What is being asked: Write out, word for word, everything from the line containing "Target: front bumper" down to the last line of the items, including both of those lines.

Supplied material:

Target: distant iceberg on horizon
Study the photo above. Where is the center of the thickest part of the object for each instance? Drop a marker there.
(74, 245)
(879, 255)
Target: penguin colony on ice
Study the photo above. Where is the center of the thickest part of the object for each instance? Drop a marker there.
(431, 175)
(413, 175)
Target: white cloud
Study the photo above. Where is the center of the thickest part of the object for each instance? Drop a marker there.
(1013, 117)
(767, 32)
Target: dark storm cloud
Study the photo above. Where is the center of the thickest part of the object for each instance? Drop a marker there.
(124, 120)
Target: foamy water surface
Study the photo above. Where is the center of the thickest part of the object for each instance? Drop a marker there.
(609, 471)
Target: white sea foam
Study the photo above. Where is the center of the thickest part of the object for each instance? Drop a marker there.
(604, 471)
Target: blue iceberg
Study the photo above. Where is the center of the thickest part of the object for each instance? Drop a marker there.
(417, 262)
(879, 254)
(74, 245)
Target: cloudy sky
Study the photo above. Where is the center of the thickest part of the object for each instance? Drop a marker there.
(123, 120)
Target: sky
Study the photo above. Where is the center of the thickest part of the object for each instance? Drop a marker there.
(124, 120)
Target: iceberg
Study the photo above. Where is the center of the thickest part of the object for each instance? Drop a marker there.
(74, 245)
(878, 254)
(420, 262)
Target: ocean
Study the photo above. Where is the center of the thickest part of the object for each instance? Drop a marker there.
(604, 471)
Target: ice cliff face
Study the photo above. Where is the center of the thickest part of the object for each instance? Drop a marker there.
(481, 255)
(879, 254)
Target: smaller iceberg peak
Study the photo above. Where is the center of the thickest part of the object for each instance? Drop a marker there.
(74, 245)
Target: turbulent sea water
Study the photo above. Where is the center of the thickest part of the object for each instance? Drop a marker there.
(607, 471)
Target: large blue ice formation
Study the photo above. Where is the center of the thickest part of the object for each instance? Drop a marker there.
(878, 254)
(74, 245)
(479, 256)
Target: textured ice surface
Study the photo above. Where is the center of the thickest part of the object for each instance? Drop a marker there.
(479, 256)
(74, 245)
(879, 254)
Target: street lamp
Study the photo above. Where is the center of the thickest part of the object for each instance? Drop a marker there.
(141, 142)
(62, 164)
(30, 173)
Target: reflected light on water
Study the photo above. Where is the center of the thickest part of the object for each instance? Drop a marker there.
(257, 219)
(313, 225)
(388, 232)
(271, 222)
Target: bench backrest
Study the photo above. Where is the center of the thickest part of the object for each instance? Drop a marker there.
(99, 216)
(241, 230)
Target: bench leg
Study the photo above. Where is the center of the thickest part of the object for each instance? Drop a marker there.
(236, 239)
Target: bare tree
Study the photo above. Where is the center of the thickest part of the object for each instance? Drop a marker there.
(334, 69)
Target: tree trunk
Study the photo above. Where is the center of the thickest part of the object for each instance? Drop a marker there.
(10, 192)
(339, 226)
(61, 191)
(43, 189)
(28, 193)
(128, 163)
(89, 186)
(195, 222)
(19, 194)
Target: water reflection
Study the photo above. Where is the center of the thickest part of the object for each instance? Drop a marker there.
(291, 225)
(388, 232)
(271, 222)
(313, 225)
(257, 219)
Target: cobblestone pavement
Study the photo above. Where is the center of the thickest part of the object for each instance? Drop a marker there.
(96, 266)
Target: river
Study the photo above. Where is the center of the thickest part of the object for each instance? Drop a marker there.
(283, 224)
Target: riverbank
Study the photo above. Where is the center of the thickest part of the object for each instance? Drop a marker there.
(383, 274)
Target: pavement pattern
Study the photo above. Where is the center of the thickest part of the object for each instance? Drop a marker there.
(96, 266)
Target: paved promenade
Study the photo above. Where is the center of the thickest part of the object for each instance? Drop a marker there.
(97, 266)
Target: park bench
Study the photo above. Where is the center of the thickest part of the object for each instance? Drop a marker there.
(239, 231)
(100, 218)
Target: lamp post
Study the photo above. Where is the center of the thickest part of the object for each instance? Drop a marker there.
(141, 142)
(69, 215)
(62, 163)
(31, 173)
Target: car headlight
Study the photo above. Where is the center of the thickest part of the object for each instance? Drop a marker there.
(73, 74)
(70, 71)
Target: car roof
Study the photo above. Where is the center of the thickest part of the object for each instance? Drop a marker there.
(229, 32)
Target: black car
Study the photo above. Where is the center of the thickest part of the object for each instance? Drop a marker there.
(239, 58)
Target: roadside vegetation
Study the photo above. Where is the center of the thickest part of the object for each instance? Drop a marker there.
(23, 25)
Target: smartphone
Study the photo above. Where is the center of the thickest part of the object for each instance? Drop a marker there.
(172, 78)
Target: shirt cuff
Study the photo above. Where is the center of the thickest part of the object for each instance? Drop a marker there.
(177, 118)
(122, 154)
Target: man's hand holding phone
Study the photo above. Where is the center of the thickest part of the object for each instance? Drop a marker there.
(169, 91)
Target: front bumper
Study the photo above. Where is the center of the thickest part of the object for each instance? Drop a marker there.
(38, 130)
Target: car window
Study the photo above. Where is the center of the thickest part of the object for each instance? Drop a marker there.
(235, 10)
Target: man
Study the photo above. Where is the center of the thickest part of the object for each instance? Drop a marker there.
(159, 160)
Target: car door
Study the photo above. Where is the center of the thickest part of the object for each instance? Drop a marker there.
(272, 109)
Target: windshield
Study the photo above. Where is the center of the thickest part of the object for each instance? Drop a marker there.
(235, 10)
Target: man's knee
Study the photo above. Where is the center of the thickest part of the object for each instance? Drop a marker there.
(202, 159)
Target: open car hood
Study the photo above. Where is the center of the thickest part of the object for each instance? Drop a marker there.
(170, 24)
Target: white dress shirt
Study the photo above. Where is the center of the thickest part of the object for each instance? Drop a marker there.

Reply:
Target: front bumper
Study the photo above. Where is the center of the thickest part of the object for each instance? Drop a marker there.
(38, 130)
Target: car window
Study the photo above. Where is the center of the thickest part of the object for each instance? Drop a marker there.
(235, 10)
Target: man
Study the photo above. Where is the center of the thickest part of the object for each instance? Drop a marker there.
(159, 160)
Target: car door
Study the photo above. Where is the center of the thickest part of the object for each instance? Drop a marker there.
(272, 109)
Target: windshield
Study the photo above. Where is the center of the thickest part of the object for each instance? Drop a marker there.
(235, 10)
Target: man's knee
Study the photo above. Where is the center of the thickest part of the object for each instance? Drop a marker there.
(202, 159)
Target: open car hood
Study the photo above. Where is the center of the thickest part of the object for each instance? Drop a marker there.
(170, 24)
Target: white dress shirt
Study the photo above. Where is the center of the thickest part of the object for each instance? Drop a marker there.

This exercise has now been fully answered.